*** RECORDS SHOWN ***

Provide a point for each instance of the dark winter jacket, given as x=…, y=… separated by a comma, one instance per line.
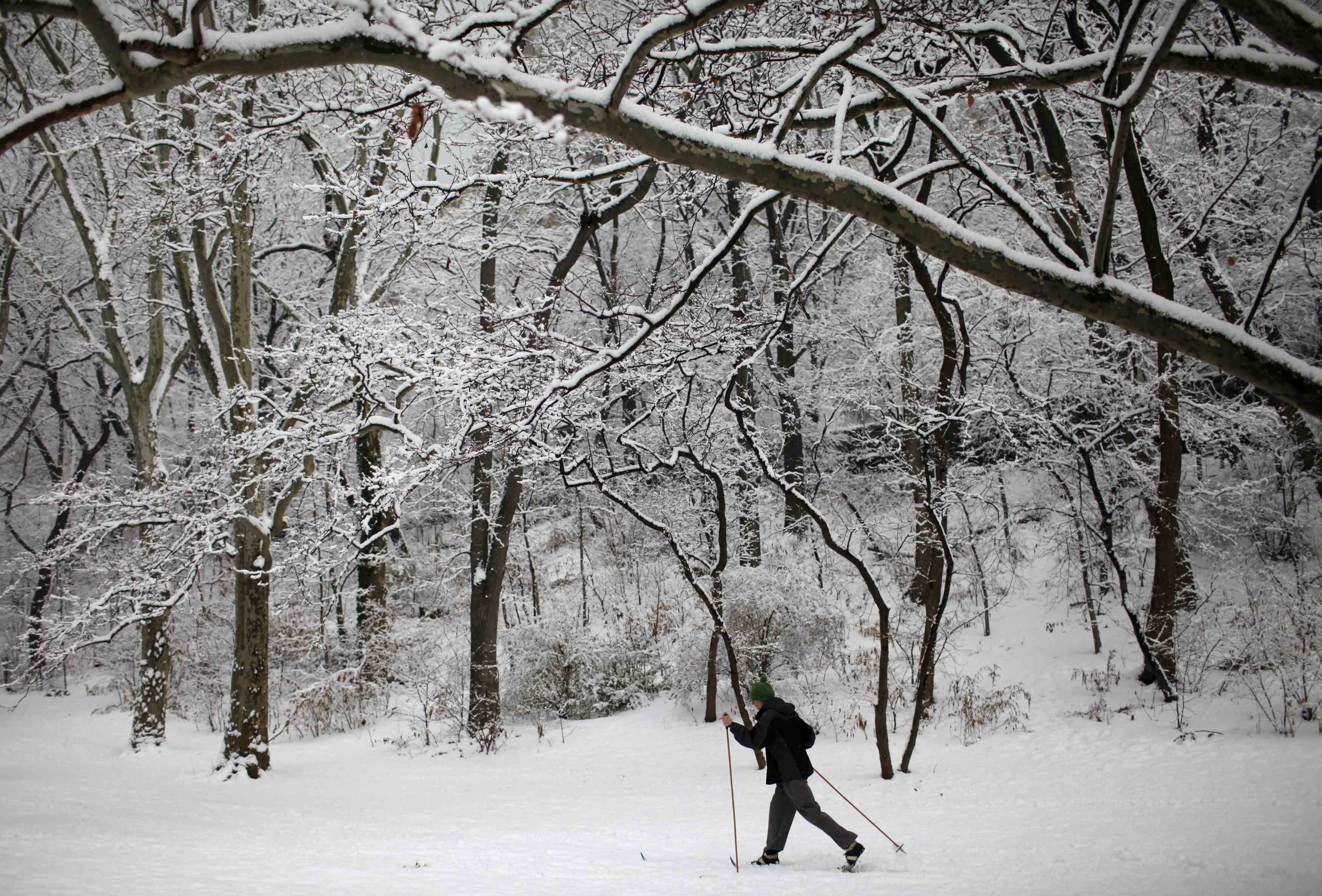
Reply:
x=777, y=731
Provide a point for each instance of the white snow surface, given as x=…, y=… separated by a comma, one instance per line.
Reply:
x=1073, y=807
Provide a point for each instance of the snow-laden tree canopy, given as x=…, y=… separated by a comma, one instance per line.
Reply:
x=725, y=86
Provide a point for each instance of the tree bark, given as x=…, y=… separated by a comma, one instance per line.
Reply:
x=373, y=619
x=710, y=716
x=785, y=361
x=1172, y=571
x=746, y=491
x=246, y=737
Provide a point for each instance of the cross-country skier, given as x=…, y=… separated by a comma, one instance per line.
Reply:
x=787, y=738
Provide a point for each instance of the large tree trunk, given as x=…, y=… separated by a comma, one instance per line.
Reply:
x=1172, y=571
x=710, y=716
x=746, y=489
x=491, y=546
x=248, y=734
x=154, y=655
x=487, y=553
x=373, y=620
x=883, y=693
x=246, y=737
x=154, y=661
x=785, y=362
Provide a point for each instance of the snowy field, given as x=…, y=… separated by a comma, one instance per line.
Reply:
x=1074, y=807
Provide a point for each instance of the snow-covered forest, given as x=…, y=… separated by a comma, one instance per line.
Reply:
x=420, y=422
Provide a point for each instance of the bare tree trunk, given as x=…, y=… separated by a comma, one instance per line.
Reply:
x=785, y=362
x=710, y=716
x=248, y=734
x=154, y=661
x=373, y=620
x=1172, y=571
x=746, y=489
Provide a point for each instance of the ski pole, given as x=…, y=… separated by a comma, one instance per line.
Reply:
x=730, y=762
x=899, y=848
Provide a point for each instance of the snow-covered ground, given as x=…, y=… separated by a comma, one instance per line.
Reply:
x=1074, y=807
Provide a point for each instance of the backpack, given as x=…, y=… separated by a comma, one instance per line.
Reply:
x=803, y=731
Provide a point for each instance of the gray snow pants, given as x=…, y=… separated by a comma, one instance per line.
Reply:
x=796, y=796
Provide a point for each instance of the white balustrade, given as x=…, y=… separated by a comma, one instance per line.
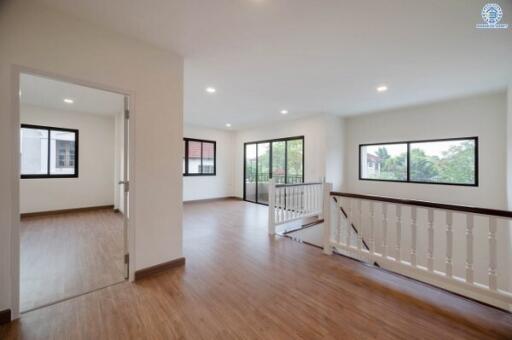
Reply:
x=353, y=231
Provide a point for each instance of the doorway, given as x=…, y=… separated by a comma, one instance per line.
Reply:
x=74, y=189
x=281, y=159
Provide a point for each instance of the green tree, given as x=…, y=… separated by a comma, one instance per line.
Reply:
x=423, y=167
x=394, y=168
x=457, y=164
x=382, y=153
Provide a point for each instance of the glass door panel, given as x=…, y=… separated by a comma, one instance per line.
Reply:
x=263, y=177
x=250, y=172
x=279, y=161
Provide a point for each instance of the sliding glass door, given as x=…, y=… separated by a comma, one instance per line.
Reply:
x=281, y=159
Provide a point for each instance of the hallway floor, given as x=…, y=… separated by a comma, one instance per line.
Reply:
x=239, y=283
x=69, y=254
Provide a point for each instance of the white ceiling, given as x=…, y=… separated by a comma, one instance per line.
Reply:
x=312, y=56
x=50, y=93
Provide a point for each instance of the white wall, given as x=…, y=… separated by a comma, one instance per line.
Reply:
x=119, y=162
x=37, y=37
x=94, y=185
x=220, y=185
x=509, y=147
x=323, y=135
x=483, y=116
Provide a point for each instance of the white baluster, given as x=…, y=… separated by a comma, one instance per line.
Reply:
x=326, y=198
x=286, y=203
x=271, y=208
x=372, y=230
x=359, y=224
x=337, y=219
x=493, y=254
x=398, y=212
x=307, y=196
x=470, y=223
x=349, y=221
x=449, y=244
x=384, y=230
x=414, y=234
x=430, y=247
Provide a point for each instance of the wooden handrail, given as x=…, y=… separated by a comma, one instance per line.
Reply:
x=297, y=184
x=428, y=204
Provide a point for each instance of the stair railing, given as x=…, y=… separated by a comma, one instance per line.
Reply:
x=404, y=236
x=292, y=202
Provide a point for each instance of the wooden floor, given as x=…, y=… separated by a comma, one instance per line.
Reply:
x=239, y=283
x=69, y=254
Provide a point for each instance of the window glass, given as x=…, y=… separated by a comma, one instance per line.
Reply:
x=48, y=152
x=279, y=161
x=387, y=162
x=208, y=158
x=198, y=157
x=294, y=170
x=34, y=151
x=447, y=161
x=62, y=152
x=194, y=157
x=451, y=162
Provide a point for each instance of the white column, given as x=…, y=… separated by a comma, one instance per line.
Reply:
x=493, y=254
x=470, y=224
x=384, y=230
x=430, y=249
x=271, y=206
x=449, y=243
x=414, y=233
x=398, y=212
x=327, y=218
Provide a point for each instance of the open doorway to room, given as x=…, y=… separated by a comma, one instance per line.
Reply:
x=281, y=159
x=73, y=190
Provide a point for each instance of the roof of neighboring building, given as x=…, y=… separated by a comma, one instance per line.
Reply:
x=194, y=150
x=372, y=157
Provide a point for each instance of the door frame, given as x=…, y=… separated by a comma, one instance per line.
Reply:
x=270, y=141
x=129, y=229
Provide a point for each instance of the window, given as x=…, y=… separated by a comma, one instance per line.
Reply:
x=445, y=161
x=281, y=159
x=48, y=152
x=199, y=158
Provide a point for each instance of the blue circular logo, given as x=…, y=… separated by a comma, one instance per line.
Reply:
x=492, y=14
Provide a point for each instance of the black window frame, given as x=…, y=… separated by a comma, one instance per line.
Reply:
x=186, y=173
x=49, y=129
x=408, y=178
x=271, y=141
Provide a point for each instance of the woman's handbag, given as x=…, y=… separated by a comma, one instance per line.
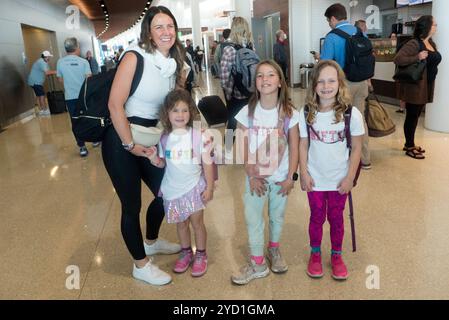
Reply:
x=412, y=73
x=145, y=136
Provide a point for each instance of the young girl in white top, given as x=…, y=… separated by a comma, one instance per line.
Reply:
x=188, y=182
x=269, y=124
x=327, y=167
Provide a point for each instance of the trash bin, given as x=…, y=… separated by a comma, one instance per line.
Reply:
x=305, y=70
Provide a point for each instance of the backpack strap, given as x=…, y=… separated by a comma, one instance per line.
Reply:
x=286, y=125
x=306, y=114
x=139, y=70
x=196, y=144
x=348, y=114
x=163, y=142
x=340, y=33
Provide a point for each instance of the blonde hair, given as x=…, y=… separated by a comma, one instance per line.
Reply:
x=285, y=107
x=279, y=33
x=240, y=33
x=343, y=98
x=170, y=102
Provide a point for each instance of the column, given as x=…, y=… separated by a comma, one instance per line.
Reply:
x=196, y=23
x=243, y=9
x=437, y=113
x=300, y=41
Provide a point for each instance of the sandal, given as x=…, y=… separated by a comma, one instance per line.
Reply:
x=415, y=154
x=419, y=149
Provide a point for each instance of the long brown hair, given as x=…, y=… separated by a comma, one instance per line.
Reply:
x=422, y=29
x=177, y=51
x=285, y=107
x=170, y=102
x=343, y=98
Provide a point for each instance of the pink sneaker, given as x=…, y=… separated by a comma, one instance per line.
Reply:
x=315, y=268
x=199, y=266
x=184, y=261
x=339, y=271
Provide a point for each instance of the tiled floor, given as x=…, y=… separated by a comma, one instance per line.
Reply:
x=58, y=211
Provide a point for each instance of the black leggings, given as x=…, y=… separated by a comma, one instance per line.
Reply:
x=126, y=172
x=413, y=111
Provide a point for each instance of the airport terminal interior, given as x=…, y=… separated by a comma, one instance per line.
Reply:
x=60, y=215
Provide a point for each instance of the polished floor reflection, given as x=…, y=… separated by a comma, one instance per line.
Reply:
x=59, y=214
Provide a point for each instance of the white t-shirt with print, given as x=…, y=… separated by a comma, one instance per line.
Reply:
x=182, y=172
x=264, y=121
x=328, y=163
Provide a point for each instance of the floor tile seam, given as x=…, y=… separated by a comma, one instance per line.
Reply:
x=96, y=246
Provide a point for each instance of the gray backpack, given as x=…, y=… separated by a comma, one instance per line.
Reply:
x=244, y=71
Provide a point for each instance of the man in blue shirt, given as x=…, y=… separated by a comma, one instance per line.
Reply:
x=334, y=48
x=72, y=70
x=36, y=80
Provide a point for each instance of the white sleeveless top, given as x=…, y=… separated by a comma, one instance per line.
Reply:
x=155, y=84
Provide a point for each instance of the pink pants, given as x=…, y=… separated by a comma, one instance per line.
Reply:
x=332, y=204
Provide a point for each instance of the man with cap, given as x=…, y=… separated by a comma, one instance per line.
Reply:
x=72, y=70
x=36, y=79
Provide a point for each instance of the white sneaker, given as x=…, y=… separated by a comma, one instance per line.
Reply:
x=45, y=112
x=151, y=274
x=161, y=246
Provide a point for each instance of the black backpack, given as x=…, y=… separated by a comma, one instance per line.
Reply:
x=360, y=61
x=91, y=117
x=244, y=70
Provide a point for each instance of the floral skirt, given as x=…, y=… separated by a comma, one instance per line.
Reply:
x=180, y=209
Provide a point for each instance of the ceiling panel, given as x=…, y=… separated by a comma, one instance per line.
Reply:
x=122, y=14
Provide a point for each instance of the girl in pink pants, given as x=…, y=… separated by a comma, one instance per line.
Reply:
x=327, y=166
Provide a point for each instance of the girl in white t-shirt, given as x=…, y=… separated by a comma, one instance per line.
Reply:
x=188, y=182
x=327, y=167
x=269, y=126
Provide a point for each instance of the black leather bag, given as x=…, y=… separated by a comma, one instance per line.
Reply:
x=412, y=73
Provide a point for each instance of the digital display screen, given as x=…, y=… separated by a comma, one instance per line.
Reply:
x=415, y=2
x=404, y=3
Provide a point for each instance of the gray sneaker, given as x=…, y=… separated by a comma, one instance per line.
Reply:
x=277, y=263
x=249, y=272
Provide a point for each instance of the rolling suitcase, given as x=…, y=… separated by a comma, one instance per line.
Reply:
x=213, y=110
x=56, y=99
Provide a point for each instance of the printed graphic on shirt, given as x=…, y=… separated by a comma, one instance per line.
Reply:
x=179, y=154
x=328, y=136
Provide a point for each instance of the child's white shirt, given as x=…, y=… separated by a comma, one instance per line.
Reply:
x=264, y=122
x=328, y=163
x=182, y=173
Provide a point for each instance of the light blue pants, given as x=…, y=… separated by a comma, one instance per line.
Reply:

***

## WORK TO BE COMPLETED
Switch "white wall" to "beige wall" in the rows between the lines holding "Provide a point for each instance of the white wall, given" and "x=483, y=116", inclusive, and give back only those lines with nothing else changed.

## RESPONSE
Provide a point for each instance of the beige wall, given as x=…, y=… separated by a comma, one instance per line.
Reply:
x=119, y=162
x=37, y=37
x=94, y=185
x=220, y=185
x=509, y=147
x=323, y=135
x=483, y=116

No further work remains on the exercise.